- **Work to complete**:
Repeat all of the items below word for word, leaving out the pictures.

-- START OF Data entries --

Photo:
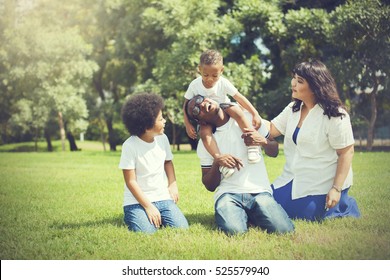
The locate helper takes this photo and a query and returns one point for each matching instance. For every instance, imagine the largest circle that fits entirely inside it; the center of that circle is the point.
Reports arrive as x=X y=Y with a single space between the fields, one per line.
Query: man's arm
x=211 y=177
x=271 y=148
x=253 y=137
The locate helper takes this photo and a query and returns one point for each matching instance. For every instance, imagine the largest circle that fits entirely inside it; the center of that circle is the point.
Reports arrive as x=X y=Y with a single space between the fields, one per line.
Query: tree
x=48 y=69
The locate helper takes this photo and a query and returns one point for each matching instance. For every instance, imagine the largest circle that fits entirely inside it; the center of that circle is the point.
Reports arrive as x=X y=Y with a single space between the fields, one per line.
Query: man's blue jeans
x=233 y=212
x=137 y=220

-- END OF Data entries --

- **Answer to the problem**:
Photo:
The locate helper takes this photo and a query and returns one point for each matching instance. For every instance, imagine the largest circle that fits entirely inside it; the center of that circle is the point.
Reports arrive as x=X y=Y with a single space between the fields, one per line.
Query: man's arm
x=211 y=177
x=271 y=148
x=253 y=137
The locate helper takes this photo and a query and returns one point for each matching instance. For every instance, imagine the largest circle that fits entirely inside it; the center of that circle is the point.
Reports arrive as x=X y=Y with a single space between the fields, one per line.
Query: tree
x=48 y=69
The locate helper takes this photo and a query and returns one point for each matching instance. For every instance, imagine the largest circle that fits entirely inside it; the center of that circle is the point.
Reports arrive as x=X y=Y with a single space between the fields, one per line.
Query: man's blue jeans
x=233 y=212
x=137 y=220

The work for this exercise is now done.